◆ **Your goal**: Reproduce verbatim the lines below from the one containing "for truck tire." through the final line of the rows, including both ends.

— Begin Information provided —

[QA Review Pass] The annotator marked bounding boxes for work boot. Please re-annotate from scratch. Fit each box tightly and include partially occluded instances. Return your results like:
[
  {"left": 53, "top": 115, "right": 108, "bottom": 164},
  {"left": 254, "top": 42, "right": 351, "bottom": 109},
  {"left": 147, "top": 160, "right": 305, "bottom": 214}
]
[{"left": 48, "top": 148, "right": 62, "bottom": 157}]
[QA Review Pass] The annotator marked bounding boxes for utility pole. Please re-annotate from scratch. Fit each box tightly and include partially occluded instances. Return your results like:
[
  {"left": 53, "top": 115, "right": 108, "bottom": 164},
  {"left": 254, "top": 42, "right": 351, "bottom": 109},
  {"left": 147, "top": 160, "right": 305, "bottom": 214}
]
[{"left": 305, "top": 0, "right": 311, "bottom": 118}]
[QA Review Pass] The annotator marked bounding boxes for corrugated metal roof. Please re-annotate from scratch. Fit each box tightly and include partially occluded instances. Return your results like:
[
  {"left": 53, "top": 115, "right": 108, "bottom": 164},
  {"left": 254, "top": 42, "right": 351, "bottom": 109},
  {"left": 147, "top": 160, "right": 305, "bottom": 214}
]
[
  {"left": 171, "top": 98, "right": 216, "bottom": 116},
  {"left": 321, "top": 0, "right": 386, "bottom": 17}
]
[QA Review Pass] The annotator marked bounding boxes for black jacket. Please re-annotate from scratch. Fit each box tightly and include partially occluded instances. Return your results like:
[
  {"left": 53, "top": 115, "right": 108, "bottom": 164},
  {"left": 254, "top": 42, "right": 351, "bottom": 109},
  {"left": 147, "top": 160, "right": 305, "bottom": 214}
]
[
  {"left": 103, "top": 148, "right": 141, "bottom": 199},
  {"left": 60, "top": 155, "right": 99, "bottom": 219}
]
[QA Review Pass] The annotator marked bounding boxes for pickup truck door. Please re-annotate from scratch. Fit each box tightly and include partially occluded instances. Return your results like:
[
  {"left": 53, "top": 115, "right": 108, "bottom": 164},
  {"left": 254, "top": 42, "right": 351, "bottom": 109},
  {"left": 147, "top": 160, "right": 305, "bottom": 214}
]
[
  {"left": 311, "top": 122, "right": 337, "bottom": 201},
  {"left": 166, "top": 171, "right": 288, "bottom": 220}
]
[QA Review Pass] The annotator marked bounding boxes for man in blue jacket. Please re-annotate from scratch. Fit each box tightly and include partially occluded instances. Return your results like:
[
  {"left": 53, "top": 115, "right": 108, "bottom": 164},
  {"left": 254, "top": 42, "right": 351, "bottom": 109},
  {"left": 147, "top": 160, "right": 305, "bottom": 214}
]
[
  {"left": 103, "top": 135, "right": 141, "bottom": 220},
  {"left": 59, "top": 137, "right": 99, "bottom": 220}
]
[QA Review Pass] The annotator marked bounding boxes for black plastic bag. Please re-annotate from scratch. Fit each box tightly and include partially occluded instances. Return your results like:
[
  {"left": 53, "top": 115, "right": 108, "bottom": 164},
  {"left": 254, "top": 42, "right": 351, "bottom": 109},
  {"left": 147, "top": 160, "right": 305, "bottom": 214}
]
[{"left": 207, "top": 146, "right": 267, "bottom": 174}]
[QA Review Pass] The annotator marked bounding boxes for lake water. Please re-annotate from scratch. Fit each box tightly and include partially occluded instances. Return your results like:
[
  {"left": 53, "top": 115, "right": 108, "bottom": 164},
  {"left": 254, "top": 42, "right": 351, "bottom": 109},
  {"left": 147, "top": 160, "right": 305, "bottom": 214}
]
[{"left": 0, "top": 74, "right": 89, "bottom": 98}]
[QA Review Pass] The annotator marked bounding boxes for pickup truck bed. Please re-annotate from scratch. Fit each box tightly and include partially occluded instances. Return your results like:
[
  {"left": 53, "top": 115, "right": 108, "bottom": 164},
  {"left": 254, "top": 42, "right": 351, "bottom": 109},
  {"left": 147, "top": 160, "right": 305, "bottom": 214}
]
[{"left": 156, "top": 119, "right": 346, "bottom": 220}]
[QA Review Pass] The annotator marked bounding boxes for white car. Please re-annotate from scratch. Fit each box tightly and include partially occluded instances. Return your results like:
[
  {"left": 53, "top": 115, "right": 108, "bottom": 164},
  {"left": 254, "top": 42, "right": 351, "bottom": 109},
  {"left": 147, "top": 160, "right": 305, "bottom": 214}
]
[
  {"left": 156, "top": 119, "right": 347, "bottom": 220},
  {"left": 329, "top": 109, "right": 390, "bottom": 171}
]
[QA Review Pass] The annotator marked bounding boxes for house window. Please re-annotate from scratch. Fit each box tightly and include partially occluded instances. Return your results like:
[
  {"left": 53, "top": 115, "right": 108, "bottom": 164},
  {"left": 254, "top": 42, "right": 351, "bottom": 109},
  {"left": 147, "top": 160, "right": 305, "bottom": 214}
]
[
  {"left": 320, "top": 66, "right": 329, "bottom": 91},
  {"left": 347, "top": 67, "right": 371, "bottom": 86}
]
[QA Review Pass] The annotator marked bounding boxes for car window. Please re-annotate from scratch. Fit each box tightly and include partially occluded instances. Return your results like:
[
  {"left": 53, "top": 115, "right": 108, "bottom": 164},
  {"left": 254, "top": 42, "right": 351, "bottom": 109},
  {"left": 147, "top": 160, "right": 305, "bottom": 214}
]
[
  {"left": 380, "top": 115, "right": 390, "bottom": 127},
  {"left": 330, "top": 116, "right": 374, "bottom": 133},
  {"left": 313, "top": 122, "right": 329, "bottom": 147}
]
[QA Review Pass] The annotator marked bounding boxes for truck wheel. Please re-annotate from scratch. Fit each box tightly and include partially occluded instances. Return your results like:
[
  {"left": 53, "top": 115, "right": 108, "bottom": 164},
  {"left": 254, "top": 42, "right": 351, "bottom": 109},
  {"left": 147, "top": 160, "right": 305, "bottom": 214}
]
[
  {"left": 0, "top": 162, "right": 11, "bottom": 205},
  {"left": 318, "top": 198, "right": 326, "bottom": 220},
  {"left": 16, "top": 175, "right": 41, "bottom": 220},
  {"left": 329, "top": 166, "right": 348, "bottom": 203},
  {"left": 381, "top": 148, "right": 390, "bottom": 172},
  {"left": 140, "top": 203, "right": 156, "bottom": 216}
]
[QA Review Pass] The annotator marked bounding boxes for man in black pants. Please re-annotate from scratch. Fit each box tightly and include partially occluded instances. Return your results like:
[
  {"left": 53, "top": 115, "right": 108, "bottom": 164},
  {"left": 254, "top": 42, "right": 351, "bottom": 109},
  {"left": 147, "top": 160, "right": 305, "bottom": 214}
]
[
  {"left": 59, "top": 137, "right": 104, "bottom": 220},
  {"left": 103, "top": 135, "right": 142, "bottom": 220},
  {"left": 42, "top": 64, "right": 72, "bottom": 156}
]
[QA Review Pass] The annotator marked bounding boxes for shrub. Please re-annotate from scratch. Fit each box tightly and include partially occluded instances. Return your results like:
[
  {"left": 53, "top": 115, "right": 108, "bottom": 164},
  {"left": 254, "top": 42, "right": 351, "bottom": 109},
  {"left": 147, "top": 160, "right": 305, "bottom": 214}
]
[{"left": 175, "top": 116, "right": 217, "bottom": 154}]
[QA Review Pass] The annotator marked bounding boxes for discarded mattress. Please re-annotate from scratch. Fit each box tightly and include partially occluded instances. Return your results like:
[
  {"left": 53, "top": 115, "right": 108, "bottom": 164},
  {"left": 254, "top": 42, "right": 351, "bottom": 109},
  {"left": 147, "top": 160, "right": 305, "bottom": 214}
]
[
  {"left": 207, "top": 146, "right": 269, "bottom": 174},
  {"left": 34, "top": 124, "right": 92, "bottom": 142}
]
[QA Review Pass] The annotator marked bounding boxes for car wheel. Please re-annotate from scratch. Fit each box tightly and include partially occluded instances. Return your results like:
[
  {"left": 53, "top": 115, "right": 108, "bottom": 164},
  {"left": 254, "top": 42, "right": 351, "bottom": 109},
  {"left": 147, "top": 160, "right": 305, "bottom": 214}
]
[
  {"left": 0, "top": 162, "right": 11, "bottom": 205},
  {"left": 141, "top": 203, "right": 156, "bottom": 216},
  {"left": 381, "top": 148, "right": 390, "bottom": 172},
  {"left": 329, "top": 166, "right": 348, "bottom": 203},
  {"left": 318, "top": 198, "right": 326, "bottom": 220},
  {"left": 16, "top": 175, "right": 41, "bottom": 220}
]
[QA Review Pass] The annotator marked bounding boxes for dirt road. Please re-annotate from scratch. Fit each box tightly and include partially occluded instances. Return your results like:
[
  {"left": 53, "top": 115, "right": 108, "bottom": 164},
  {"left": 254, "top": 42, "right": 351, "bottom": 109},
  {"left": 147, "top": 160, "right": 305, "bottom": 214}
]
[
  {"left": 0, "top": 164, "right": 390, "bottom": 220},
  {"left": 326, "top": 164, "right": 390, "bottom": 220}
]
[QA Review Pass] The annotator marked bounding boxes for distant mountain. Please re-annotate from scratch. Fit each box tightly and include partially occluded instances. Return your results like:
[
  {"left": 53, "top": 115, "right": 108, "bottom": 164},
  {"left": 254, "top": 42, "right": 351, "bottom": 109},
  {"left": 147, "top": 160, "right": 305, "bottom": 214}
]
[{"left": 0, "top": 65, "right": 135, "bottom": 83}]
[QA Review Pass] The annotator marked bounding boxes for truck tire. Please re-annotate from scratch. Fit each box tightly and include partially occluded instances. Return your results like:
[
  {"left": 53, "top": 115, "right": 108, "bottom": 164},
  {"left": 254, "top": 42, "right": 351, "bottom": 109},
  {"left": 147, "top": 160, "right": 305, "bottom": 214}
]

— End Information provided —

◆ **Expected output**:
[QA Review Pass] The annotator marked bounding boxes for truck tire. Please re-annotate from scratch. Fit each box tightly and include partially occluded instances. Return your results like:
[
  {"left": 53, "top": 115, "right": 108, "bottom": 164},
  {"left": 254, "top": 42, "right": 351, "bottom": 109},
  {"left": 147, "top": 160, "right": 305, "bottom": 214}
]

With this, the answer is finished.